Stored entries
☆ ☆ ☆ ☆

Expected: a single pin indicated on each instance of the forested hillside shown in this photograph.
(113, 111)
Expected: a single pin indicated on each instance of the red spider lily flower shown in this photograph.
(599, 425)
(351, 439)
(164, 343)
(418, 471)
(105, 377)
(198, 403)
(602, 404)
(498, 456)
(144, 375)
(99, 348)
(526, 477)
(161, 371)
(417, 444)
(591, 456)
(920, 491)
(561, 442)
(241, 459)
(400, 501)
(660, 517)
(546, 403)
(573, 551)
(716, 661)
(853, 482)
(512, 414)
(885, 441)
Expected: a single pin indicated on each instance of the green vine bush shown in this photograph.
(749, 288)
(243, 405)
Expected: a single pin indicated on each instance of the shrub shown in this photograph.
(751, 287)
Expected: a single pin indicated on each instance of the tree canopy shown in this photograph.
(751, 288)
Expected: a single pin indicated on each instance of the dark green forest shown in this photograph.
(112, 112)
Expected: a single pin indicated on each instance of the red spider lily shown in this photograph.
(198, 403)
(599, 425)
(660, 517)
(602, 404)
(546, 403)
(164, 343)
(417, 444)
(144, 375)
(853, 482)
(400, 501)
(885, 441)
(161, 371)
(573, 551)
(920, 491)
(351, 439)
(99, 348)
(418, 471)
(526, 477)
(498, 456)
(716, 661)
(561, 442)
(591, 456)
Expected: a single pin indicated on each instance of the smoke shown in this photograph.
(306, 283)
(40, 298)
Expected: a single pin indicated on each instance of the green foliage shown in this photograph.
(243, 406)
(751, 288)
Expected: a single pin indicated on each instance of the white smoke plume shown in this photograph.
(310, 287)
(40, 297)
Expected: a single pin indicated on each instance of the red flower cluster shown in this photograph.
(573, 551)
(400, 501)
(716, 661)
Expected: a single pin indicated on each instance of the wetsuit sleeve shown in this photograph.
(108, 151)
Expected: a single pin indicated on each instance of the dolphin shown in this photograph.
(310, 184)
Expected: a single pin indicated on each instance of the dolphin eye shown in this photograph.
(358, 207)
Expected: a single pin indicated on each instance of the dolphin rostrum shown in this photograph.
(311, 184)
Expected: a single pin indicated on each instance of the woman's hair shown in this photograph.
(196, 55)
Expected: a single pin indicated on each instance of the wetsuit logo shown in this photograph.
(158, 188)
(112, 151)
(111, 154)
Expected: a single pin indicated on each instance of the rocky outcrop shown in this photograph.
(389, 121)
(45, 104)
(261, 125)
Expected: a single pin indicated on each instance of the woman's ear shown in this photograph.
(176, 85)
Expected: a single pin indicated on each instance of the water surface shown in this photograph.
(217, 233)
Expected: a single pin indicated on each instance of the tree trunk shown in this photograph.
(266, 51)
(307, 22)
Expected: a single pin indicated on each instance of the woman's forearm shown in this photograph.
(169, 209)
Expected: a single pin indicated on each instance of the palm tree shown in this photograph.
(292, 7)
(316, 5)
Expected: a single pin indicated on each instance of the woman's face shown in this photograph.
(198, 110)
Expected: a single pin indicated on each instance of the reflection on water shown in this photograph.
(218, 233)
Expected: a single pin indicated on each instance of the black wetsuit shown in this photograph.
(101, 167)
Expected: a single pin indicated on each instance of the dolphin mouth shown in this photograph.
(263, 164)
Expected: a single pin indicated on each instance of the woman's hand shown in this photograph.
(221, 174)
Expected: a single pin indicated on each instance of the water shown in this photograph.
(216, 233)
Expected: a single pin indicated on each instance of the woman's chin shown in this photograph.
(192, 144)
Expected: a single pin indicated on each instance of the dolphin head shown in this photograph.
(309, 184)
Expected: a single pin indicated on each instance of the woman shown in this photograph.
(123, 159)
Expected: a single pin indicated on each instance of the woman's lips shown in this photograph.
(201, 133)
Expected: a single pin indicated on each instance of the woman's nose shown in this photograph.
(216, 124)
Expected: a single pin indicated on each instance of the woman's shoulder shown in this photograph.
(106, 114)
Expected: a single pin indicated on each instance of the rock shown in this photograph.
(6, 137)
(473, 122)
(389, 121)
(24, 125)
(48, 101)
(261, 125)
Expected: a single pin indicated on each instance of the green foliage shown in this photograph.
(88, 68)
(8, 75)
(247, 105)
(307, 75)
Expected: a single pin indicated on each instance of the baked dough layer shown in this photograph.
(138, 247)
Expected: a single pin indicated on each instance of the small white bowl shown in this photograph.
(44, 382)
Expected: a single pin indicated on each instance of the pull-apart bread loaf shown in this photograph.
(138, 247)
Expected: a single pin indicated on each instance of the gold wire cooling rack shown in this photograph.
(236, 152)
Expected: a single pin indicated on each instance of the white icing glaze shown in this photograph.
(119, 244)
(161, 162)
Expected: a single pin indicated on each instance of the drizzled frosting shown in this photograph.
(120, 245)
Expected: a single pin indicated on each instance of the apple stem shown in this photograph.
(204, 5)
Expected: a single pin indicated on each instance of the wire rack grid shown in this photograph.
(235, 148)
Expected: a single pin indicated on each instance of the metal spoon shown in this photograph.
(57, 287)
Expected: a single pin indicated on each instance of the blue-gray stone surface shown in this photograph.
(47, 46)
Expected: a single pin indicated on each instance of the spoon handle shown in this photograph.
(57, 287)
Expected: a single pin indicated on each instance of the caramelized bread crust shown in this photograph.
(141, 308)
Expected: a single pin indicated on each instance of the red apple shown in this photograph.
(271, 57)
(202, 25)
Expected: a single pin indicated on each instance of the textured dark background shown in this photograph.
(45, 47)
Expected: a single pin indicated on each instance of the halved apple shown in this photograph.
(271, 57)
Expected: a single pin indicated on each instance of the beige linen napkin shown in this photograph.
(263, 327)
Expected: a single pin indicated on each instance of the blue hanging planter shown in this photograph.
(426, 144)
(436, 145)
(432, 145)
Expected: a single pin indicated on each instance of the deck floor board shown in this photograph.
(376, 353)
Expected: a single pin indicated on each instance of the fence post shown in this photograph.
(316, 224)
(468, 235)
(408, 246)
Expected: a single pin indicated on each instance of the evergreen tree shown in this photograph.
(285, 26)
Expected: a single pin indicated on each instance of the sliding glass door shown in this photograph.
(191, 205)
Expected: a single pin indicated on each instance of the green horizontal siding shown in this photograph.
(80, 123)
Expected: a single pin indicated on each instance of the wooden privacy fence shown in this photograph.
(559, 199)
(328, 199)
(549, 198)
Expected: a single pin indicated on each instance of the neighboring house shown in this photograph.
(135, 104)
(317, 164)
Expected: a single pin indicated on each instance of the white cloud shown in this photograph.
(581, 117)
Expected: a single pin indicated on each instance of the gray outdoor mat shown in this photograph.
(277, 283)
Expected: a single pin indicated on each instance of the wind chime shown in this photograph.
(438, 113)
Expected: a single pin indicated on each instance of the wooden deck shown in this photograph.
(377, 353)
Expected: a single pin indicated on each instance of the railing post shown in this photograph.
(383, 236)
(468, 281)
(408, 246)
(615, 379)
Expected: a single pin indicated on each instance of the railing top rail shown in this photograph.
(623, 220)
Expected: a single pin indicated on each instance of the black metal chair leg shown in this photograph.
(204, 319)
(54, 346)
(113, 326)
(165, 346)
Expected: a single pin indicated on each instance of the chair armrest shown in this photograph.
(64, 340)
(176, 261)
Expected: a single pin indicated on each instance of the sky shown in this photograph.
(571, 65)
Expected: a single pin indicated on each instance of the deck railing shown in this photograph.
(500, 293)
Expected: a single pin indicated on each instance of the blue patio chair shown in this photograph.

☆ ☆ ☆ ☆

▶ Assignment: In full and without alteration, copy the entries.

▶ Output for this task:
Expected: a single pin indicated on each instance of the forested hillside shown in this photograph.
(113, 111)
Expected: a single pin indicated on each instance of the red spider lily flower shown in this photograph.
(599, 425)
(351, 439)
(164, 343)
(418, 471)
(105, 377)
(198, 403)
(602, 404)
(498, 456)
(144, 375)
(99, 348)
(526, 477)
(161, 371)
(417, 444)
(591, 456)
(920, 491)
(561, 442)
(241, 459)
(400, 501)
(660, 517)
(546, 403)
(573, 551)
(716, 661)
(853, 482)
(512, 414)
(885, 441)
Expected: a single pin indicated on each instance of the green vine bush shown in this photograph.
(749, 288)
(243, 405)
Expected: a single pin indicated on each instance of the shrub shown in this photograph.
(751, 287)
Expected: a single pin indicated on each instance of the tree canopy shown in this photograph.
(751, 288)
Expected: a single pin indicated on each instance of the dark green forest shown in this photograph.
(112, 112)
Expected: a single pin indicated on each instance of the red spider lily shown in this photograph.
(198, 403)
(599, 425)
(660, 517)
(602, 404)
(546, 403)
(164, 343)
(417, 444)
(144, 375)
(853, 482)
(400, 501)
(885, 441)
(161, 371)
(573, 551)
(920, 491)
(351, 439)
(99, 348)
(418, 471)
(526, 477)
(498, 456)
(716, 661)
(561, 442)
(591, 456)
Expected: a single pin indicated on each instance of the smoke shown in this photograph.
(306, 283)
(40, 298)
Expected: a single pin indicated on each instance of the green foliage shown in this photograph.
(243, 406)
(751, 288)
Expected: a single pin indicated on each instance of the white smoke plume shown in this photograph.
(310, 287)
(40, 297)
Expected: a single pin indicated on each instance of the red flower cluster shown in this photograph.
(573, 551)
(400, 501)
(716, 661)
Expected: a single pin indicated on each instance of the wetsuit sleeve shown in this photograph.
(108, 151)
Expected: a single pin indicated on each instance of the dolphin shown in this photograph.
(310, 184)
Expected: a single pin indicated on each instance of the dolphin eye shown in this photograph.
(358, 207)
Expected: a single pin indicated on each instance of the dolphin rostrum shown in this photograph.
(311, 184)
Expected: a single pin indicated on each instance of the woman's hair shown in this photograph.
(196, 55)
Expected: a single pin indicated on each instance of the wetsuit logo shown in this photograph.
(158, 188)
(112, 151)
(111, 154)
Expected: a single pin indicated on each instance of the rocky outcrop shown in this photograph.
(389, 121)
(45, 104)
(261, 125)
Expected: a single pin indicated on each instance of the woman's ear shown in this photograph.
(176, 85)
Expected: a single pin indicated on each instance of the water surface shown in this photograph.
(217, 233)
Expected: a single pin indicated on each instance of the tree trunk shown in this photograph.
(266, 51)
(307, 22)
Expected: a single pin indicated on each instance of the woman's forearm shown in this photograph.
(169, 209)
Expected: a single pin indicated on each instance of the palm tree shown in this photograph.
(292, 7)
(316, 5)
Expected: a single pin indicated on each instance of the woman's face shown in this photograph.
(198, 110)
Expected: a single pin indicated on each instance of the reflection on water shown in this photograph.
(218, 233)
Expected: a single pin indicated on each instance of the black wetsuit shown in this photograph.
(101, 167)
Expected: a single pin indicated on each instance of the dolphin mouth shown in this photograph.
(263, 164)
Expected: a single pin indicated on each instance of the woman's hand shown in this photograph.
(221, 174)
Expected: a single pin indicated on each instance of the water shown in this photograph.
(216, 233)
Expected: a single pin indicated on each instance of the woman's chin shown in this photograph.
(192, 144)
Expected: a single pin indicated on each instance of the dolphin head shown in this photograph.
(309, 184)
Expected: a single pin indicated on each instance of the woman shown in this photograph.
(123, 159)
Expected: a single pin indicated on each instance of the woman's lips shown in this photograph.
(201, 133)
Expected: a single pin indicated on each instance of the woman's nose shown in this photograph.
(216, 124)
Expected: a single pin indicated on each instance of the woman's shoulder shown in this photograph.
(106, 114)
Expected: a single pin indicated on each instance of the rock shown in this photograph.
(6, 137)
(473, 122)
(389, 121)
(24, 125)
(48, 101)
(261, 125)
Expected: a single pin indicated on each instance of the green foliage shown in this photograph.
(88, 68)
(8, 75)
(247, 105)
(307, 75)
Expected: a single pin indicated on each instance of the baked dough layer shown in this photograph.
(138, 247)
Expected: a single pin indicated on each instance of the small white bowl shown in this photograph.
(44, 382)
Expected: a single pin indicated on each instance of the pull-apart bread loaf shown in this photograph.
(138, 247)
Expected: a single pin indicated on each instance of the gold wire cooling rack shown in this photograph.
(236, 152)
Expected: a single pin indicated on each instance of the white icing glaze shown in this photograph.
(119, 244)
(161, 162)
Expected: a single pin indicated on each instance of the drizzled frosting shown in this photograph.
(120, 245)
Expected: a single pin indicated on each instance of the apple stem shown in this photograph.
(204, 5)
Expected: a single pin indicated on each instance of the wire rack grid shown in this photograph.
(235, 148)
Expected: a single pin indicated on each instance of the metal spoon shown in this photograph.
(57, 287)
Expected: a single pin indicated on each instance of the blue-gray stone surface shown in this photograph.
(47, 46)
Expected: a single pin indicated on each instance of the spoon handle shown in this photograph.
(57, 287)
Expected: a single pin indicated on each instance of the caramelized bread crust shown in this photograph.
(141, 308)
Expected: a single pin indicated on each instance of the red apple shown in this photograph.
(271, 57)
(202, 25)
Expected: a single pin indicated on each instance of the textured dark background shown in this photograph.
(45, 47)
Expected: a single pin indicated on each instance of the halved apple shown in this photograph.
(271, 57)
Expected: a single pin indicated on each instance of the beige linen napkin shown in this photograph.
(263, 327)
Expected: a single pin indicated on each instance of the blue hanging planter shown in this photograph.
(426, 144)
(436, 145)
(432, 145)
Expected: a single pin indicated on each instance of the deck floor board shown in this photograph.
(376, 353)
Expected: a single pin indicated on each instance of the fence post shown in this photograph.
(316, 224)
(468, 235)
(408, 246)
Expected: a single pin indicated on each instance of the evergreen tree shown in this photograph.
(285, 26)
Expected: a single pin indicated on each instance of the sliding glass door shown in this photograph.
(191, 205)
Expected: a single pin indicated on each instance of the green horizontal siding shown in this photograph.
(80, 123)
Expected: a single pin indicated on each instance of the wooden privacy fence shown in this photograph.
(559, 199)
(328, 199)
(549, 198)
Expected: a single pin indicated on each instance of the neighboring house shown in this photograph.
(135, 104)
(317, 164)
Expected: a single pin indicated on each instance of the white cloud shown in this photograph.
(581, 117)
Expected: a single pin indicated on each instance of the gray outdoor mat shown in this photograph.
(277, 283)
Expected: a single pin indicated on each instance of the wind chime shown in this photograph.
(438, 113)
Expected: a single pin indicated on each instance of the wooden deck shown in this photograph.
(377, 353)
Expected: a single pin indicated on each instance of the railing post shown in this photograph.
(383, 236)
(468, 281)
(408, 246)
(615, 379)
Expected: a single pin indicated on each instance of the railing top rail shown in this photograph.
(623, 220)
Expected: a single pin indicated on each instance of the black metal chair leg shown in this photograph.
(204, 319)
(54, 346)
(113, 326)
(165, 346)
Expected: a single pin indicated on each instance of the chair armrest shown in this photograph.
(64, 340)
(176, 261)
Expected: a single pin indicated on each instance of the sky shown in this photograph.
(571, 65)
Expected: a single pin indicated on each instance of the deck railing shown in this photograph.
(500, 293)
Expected: a single pin indicated on each instance of the blue patio chair shown in this photograph.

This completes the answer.